### Instrucción
Retoma el texto sobre la trayectoria de Darío tras su última oración y prosigue la narración.
━━━ Extracto del documento
De esa época, el Darío de 37 años no guarda buenos recuerdos, porque llegó a compartir las estrecheces de sus padres. “Un pisito de 30 metros cuadrados, en un barrio marginal de herencia franquista, rodeado de una urbanización catalogada como UVA (Unidades Vecinales de Absorción), y recibiendo insultos racistas maquillados de chistes a la hora del recreo, junto con comentarios hirientes sobre tu acento de profesores con mostacho y aires napoleónicos. La sensación que uno puede recordar es siempre amarga, aunque quiera salvar los pocos recuerdos de una juventud feliz: las penas pesan más”.
No fue fácil encontrar su lugar. Tuvo que superar el choque cultural, blindarse contra el racismo que se vivía en las aulas y refugiarse en espacios seguros como los clubes de lectura o el de ajedrez. Además, tuvo que gestionar una serie de emociones que experimentan muchos hijos de migrantes, tal y como lo describe el ecuatoriano: “La personalidad de un preadolescente que no convive con sus padres tiene como consecuencia la ira, la desconfianza, la madurez mal gestionada y el sentimiento de abandono, que luego se convertirá en enfado y resentimiento prolongado durante mucho tiempo”.
Darío aprendió a expresar sus emociones, en parte, porque se formó como dramaturgo. Siguiendo el consejo de un amigo músico, empezó la escuela de teatro y tuvo que buzonear (repartir publicidad en los buzones de casas particulares) para pagarse los estudios. Sus padres no apoyaron económicamente su decisión, pero cambiaron de parecer cuando vieron la muestra final de la escuela y se convencieron de que su hijo tenía talento.
Su vida empezó a moverse con otra frecuencia a los 21 años, cuando hizo una audición para la compañía internacional La Fura dels Baus y se embarcó en una gira mundial durante dos años con Titus Andronicus. Después de esa experiencia siguió estudiando y se especializó en teatro físico. Si suma todos los años, ha dedicado nueve años a su formación y tiene credenciales de dramaturgo, director de escena, actor, mediador cultural y docente. Hace poco, además, se sacó una formación profesional de diseño gráfico: una salida más y una herramienta para impulsar sus proyectos artísticos.
━━━━━━
━━━ Listado proporcionado
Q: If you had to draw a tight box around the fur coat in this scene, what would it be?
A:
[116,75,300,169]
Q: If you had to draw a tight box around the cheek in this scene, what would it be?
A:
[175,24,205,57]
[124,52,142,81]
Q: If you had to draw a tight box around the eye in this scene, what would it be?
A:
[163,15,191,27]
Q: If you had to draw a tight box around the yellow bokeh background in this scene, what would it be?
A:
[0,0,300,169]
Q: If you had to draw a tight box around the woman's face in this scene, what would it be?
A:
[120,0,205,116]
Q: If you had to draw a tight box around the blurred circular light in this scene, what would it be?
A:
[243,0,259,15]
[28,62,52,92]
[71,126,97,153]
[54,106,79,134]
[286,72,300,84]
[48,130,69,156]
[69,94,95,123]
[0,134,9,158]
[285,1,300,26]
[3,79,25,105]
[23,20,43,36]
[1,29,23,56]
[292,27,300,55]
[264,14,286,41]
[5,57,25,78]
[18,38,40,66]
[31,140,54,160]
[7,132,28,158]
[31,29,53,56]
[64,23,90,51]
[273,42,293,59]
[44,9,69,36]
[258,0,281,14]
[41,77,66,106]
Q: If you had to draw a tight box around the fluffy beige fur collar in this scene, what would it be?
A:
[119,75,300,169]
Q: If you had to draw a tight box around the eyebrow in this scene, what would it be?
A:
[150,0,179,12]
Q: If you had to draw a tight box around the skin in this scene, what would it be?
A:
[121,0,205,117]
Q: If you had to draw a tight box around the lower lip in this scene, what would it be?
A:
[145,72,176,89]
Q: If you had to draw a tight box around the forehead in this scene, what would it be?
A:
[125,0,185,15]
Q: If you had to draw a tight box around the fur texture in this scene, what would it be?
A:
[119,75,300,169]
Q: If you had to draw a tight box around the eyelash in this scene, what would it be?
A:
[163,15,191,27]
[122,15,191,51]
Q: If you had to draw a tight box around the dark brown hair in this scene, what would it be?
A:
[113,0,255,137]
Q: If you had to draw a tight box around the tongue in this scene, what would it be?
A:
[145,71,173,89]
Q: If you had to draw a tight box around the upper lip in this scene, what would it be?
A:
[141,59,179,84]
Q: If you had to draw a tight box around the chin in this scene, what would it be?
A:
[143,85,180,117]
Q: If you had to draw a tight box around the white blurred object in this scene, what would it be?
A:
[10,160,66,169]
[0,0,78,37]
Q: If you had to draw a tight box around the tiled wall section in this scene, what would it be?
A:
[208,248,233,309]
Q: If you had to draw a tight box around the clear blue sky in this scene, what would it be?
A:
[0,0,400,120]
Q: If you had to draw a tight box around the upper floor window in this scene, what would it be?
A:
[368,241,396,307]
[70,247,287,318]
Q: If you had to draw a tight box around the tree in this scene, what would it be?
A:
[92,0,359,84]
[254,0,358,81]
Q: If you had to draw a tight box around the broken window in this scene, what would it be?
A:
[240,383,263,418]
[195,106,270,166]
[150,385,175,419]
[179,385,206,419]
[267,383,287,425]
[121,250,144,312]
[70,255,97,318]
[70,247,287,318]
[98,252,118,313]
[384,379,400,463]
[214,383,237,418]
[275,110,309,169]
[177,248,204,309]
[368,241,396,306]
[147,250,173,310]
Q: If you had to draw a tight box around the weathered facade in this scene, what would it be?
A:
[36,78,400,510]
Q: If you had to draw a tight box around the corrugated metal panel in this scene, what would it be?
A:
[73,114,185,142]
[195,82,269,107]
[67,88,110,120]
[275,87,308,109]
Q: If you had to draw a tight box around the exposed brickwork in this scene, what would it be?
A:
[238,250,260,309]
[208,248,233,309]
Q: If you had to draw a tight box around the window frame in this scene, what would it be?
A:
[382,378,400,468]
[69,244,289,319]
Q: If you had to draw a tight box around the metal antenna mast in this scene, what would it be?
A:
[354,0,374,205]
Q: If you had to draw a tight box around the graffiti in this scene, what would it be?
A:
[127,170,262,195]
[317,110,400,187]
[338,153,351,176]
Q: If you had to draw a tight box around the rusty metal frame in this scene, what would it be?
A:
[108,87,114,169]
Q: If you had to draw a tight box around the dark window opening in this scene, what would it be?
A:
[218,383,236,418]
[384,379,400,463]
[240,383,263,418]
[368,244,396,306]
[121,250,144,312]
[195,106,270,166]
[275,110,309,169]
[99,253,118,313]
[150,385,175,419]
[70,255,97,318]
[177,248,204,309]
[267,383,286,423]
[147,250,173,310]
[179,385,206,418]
━━━━━━
### Respuesta
Durante esos años, dentro del lugar seguro que ha sido el teatro para él, estuvo alejado de la discriminación que vivió en su adolescencia. “Durante ese paréntesis formativo, dejé a un lado la consciencia migrante; olvidé por momentos que no pertenecía del todo a un lugar. O, mejor dicho, no quería ver lo evidente: un cuerpo racializado y clasificado como extranjero. Aunque mi DNI certificaba mi nacionalidad, mi rostro y mi piel atraían los controles policiales en los aeropuertos, en las salidas del metro, en los parques y las plazas. Mi apariencia, aunque vestido del barrio de Chamberí, nunca me dio un papel de joven español de clase media alta. Los castings y las audiciones, sobre todo en cine y televisión, siempre han sido de ladronzuelo, de pandillero, de narcotraficante. En cambio, en el teatro sí he podido vivir otras vidas fuera de mi perfil”.
Ahora estas reflexiones forman parte de un proyecto de investigación artística para el que ha ganado una beca. Además, su vida profesional lo está llevando a poner en escena ese sentimiento de desarraigo que comparte con otros, como Besha Wear, una mujer de la República Democrática del Congo con quien desarrolló su última obra.
Darío parece tener días de más de 24 horas, por las múltiples actividades que hace para mantenerse como autónomo. El día que cuenta su propia historia para este reportaje venía de dar clases por la mañana, de un par de reuniones al mediodía para un proyecto futuro, de viajar en tren durante una hora para dedicar tres más a la preparación de una programación pedagógica en un claustro de profesores… y aún le quedaba una reunión con su pareja, con quien también desarrolla proyectos.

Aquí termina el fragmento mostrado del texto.